>>>>

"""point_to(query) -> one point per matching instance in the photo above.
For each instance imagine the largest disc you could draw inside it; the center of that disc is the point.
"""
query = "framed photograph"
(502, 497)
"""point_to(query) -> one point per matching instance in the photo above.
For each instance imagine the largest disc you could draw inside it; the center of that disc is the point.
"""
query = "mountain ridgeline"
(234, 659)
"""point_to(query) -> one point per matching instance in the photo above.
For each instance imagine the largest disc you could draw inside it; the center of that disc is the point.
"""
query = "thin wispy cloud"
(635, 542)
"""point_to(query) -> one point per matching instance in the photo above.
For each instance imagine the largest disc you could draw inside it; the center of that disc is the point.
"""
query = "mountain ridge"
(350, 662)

<<<<

* [Directions for this task]: Please rewrite every line of the items above as a numbered list, leaving out any blank lines.

* [Completed task]:
1. """point_to(query) -> one point per matching instance in the photo above.
2. For each instance imagine the largest disc you could draw inside it; the center of that disc is the point.
3. """
4. query = "framed photograph"
5. (502, 497)
6. """point_to(query) -> one point per matching instance in the photo above.
7. For each instance imagine the largest disc you could draw inside it; the center of that disc is the point.
8. """
9. query = "mountain ridgeline"
10. (234, 659)
11. """point_to(query) -> one point per matching instance in the photo above.
12. For each instance imagine the largest disc you could draw inside it; the center of that disc is the point.
13. """
14. query = "thin wispy cloud"
15. (635, 542)
16. """point_to(query) -> one point per matching instance in the photo above.
17. For each instance imagine the largest disc you could draw inside it; the center of that disc is the point.
18. """
19. query = "mountain ridge"
20. (350, 662)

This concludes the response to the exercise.